» **TEXT EXTRACT**:
|---|
- Theatrical release poster
- Directed by: A. Kodandarami Reddy
- Screenplay by: A. Kodandarami Reddy Satyanand (dialogues)
- Produced by: V. Doraswamy Raju
- Starring: Nagarjuna Amala Akkineni Khusboo Krishnam Raju Jaya Sudha
- Cinematography: N. Sudhakar Reddy
- Edited by: D. Venkataratnam
- Music by: Chakravarthy
- Production company: V.M.C Productions
- Release date: 12 November 1987;
- Running time: 175 minutes
- Country: India
- Language: Telugu

= Kirayi Dada =

Kirayi Dada is a 1987 Indian Telugu-language action drama film produced by V. Doraswamy Raju under VMC Productions and directed by A. Kodandarami Reddy. It stars Nagarjuna, Amala, Khusboo, Krishnam Raju, Jayasudha and music composed by Chakravarthy. This film is a remake of the Hindi movie Jaal (1986). This was Amala's Telugu debut and after this film, she played some other leading roles with her future husband, Nagarjuna, and the duo was considered among the finest duos of Tollywood.
|---|
» **AIM**: Duplicate the entire film entry on Kirayi Dada word for word. The records that follow were taken from a separate source.

» **RAW DATA**:
|---|
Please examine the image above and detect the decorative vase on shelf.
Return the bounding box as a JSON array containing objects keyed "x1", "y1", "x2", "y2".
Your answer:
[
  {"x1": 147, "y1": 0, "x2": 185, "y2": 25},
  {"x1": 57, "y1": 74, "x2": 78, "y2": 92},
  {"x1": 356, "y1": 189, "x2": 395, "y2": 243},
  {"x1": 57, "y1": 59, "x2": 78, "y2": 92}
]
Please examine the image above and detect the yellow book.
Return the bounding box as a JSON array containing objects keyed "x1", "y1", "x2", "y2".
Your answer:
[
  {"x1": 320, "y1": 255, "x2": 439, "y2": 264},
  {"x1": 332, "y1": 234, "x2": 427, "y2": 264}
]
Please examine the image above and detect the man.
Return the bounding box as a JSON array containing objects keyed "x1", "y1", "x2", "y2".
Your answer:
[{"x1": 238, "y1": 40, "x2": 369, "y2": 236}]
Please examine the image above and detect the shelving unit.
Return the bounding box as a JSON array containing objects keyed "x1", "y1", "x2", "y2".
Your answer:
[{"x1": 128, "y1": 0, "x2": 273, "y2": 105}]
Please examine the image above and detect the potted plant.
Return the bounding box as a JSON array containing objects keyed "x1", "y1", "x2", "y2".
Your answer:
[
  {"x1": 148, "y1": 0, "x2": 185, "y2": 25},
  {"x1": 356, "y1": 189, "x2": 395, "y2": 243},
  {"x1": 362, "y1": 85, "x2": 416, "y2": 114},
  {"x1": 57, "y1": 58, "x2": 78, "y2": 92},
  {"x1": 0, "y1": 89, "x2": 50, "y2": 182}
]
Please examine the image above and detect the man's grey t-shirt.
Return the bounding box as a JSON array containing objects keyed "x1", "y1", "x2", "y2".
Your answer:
|---|
» **RESULT OF THIS TASK**:
- Theatrical release poster
- Directed by: A. Kodandarami Reddy
- Screenplay by: A. Kodandarami Reddy Satyanand (dialogues)
- Produced by: V. Doraswamy Raju
- Starring: Nagarjuna Amala Akkineni Khusboo Krishnam Raju Jaya Sudha
- Cinematography: N. Sudhakar Reddy
- Edited by: D. Venkataratnam
- Music by: Chakravarthy
- Production company: V.M.C Productions
- Release date: 12 November 1987;
- Running time: 175 minutes
- Country: India
- Language: Telugu

= Kirayi Dada =

Kirayi Dada is a 1987 Indian Telugu-language action drama film produced by V. Doraswamy Raju under VMC Productions and directed by A. Kodandarami Reddy. It stars Nagarjuna, Amala, Khusboo, Krishnam Raju, Jayasudha and music composed by Chakravarthy. This film is a remake of the Hindi movie Jaal (1986). This was Amala's Telugu debut and after this film, she played some other leading roles with her future husband, Nagarjuna, and the duo was considered among the finest duos of Tollywood.